» **SET PROBLEM A**: In the records, start at the first line and stop after the line that contains "[238,163,257,195]". Lay out those lines as a numbered list, leaving out blank lines.

Also does Rock work with the part time help or just complains about what they are doing with no direction or help?
If I tell an employee to do something and they don't do it, they why do I keep them?
 
Not all part-timers are bad. Like I've stated in earlier posts, a good part-timer is worth their weight in gold. Sad fact, like it or not, most part-timers are bad! Ask anybody who programmed a radio station when you had to schedule 20- 30 part-time hours every weekend. The only reason many people ever go their foot in the door in radio is that the FCC once mandated that a transmitter had to be manned during hours of operation which for many stations was 24/7. Compare the quality of a full-time staff to part-timers. There is quite a gap. Why wouldn't you give your listeners full-time quality 7 days a week. And the technology didn't always exist like it does today to create high quality non-live radio. And guess what....most listeners would rather not hear gab anyway. I learned this the hard. I've been programming the same radio station for 25 years. In the 80s, it was a high profile, personality CHR and it was consistently rated #1 or 2. In the early 90s a decision was made to switch AC. I didn't agree with it, but the early 90s were a bad time for CHRS. The owner brought in a consultant to change the format. He knew his stuff musically, but he made the station a jukebox outside of morning drive. The only time the dj spoke after 9 AM was into the two stopsets per hour and out of one of the sets with weather. That's all!! From :45 to :25, the dj sat in the studio and alternated sweepers with segues. He was chained to the studio then as this was the pre-automation era. I thought the station sounded terribly sterile. Guess what......no listener complaints, not one. And the station jumped up in share 25-54, which was the goal. Nobody noticed or cared that we were talking only three times an hour. In 1995, we evolved to Hot AC. Today, we are again a high personality adult CHR, but I've never forgotten the lesson is that dj talk is not necessary and can be a liability. So no offense to part-timers, but what once was a necessity is now a luxury.

» **SUPPLIED INFORMATION**:
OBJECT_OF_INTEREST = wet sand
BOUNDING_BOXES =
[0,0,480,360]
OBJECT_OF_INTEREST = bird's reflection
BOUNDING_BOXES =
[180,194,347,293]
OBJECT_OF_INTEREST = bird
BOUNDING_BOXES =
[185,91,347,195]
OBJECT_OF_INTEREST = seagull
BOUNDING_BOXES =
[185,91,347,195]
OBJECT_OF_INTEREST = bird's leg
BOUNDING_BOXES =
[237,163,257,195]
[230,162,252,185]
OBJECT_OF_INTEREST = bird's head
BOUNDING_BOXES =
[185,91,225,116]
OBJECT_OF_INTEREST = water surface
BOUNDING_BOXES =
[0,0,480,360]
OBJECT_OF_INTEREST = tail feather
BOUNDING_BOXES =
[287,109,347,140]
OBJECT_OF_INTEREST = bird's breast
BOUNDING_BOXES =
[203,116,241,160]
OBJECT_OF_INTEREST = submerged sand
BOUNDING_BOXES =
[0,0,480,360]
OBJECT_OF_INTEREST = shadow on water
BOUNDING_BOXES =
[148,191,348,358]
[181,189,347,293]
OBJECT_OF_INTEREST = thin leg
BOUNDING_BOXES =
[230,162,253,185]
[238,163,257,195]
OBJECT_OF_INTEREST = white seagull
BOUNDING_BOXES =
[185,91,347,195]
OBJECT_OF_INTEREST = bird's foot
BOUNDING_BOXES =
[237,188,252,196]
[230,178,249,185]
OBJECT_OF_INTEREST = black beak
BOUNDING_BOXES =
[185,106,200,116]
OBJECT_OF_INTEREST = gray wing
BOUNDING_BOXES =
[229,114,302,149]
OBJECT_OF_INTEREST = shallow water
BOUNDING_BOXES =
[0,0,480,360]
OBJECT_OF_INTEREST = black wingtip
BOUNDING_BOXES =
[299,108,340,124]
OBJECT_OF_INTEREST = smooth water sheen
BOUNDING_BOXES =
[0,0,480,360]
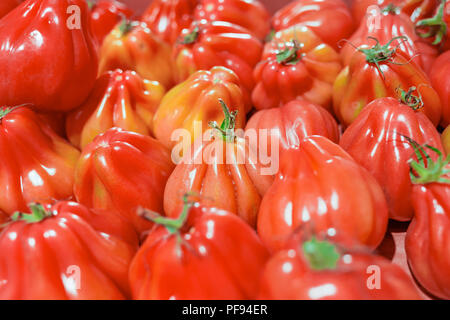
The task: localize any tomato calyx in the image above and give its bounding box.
[302,237,340,271]
[415,0,447,45]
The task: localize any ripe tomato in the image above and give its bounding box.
[66,69,165,149]
[430,50,450,127]
[129,198,268,300]
[258,136,388,251]
[74,128,174,238]
[153,67,246,149]
[333,38,442,126]
[0,201,138,300]
[174,21,263,92]
[405,145,450,299]
[0,0,97,111]
[99,20,173,89]
[340,95,442,221]
[341,8,438,72]
[252,26,341,109]
[87,0,133,45]
[272,0,354,50]
[259,237,421,300]
[0,106,80,215]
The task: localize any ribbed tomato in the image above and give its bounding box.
[252,26,341,109]
[340,92,442,221]
[0,106,80,214]
[272,0,354,50]
[258,136,388,251]
[0,201,138,300]
[129,198,268,300]
[66,69,165,149]
[74,128,174,238]
[99,20,174,89]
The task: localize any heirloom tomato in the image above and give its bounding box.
[259,237,421,300]
[430,50,450,127]
[99,20,173,89]
[87,0,133,45]
[252,26,341,110]
[258,136,388,251]
[0,0,98,111]
[0,106,80,214]
[129,200,269,300]
[0,201,138,300]
[341,7,438,72]
[405,144,450,299]
[164,100,271,227]
[74,128,174,235]
[153,67,246,149]
[174,21,263,92]
[66,69,165,149]
[333,37,442,126]
[272,0,354,50]
[340,92,442,221]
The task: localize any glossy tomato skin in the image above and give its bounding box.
[430,51,450,127]
[129,204,268,300]
[0,107,80,215]
[174,21,263,92]
[333,41,442,127]
[258,136,388,251]
[153,67,246,149]
[74,128,173,238]
[88,0,133,45]
[340,98,442,221]
[0,0,98,111]
[99,21,173,89]
[341,11,438,72]
[259,241,421,300]
[405,174,450,299]
[0,201,138,300]
[272,0,354,50]
[252,26,342,110]
[66,69,165,149]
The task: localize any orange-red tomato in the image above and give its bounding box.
[66,69,165,149]
[0,201,138,300]
[74,128,174,238]
[258,136,388,251]
[99,20,174,89]
[129,203,268,300]
[252,26,341,109]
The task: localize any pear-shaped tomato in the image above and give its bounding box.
[66,69,165,149]
[0,201,138,300]
[0,0,98,111]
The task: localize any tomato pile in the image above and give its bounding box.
[0,0,450,300]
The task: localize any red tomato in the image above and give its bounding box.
[430,50,450,127]
[87,0,133,45]
[333,38,442,126]
[272,0,354,50]
[258,136,388,251]
[99,20,174,89]
[0,107,80,214]
[129,198,268,300]
[164,100,271,226]
[405,142,450,299]
[340,96,442,221]
[0,201,138,300]
[341,9,438,72]
[174,21,262,92]
[259,238,421,300]
[66,69,165,149]
[0,0,97,111]
[74,128,173,238]
[252,26,341,110]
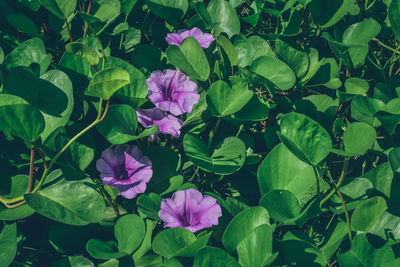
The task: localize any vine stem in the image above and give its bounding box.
[328,171,352,241]
[0,99,110,207]
[319,158,349,207]
[64,18,74,42]
[26,146,35,193]
[372,38,400,54]
[83,0,93,38]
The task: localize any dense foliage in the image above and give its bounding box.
[0,0,400,267]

» **SET PROBLEM B**:
Answer these questions from the radio programming post, one answer a line:
(i) For how many years has the writer been programming the same station?
(ii) In what year did the station evolve to Hot AC?
(iii) What ratings did the station consistently get in the 80s?

» **SOLUTION A**:
1. OBJECT_OF_INTEREST = wet sand
2. BOUNDING_BOXES =
3. [0,0,480,360]
4. OBJECT_OF_INTEREST = bird's reflection
5. BOUNDING_BOXES =
6. [180,194,347,293]
7. OBJECT_OF_INTEREST = bird
8. BOUNDING_BOXES =
9. [185,91,347,195]
10. OBJECT_OF_INTEREST = seagull
11. BOUNDING_BOXES =
12. [185,91,347,195]
13. OBJECT_OF_INTEREST = bird's leg
14. BOUNDING_BOXES =
15. [237,163,257,195]
16. [230,162,252,185]
17. OBJECT_OF_INTEREST = bird's head
18. BOUNDING_BOXES =
19. [185,91,225,116]
20. OBJECT_OF_INTEREST = water surface
21. BOUNDING_BOXES =
22. [0,0,480,360]
23. OBJECT_OF_INTEREST = tail feather
24. BOUNDING_BOXES =
25. [287,109,347,140]
26. OBJECT_OF_INTEREST = bird's breast
27. BOUNDING_BOXES =
28. [203,116,241,160]
29. OBJECT_OF_INTEREST = submerged sand
30. BOUNDING_BOXES =
31. [0,0,480,360]
32. OBJECT_OF_INTEREST = shadow on water
33. BOUNDING_BOXES =
34. [148,191,348,358]
35. [181,189,347,293]
36. OBJECT_OF_INTEREST = thin leg
37. BOUNDING_BOXES =
38. [230,162,253,185]
39. [238,163,257,195]

» **SOLUTION B**:
(i) 25 years
(ii) 1995
(iii) #1 or 2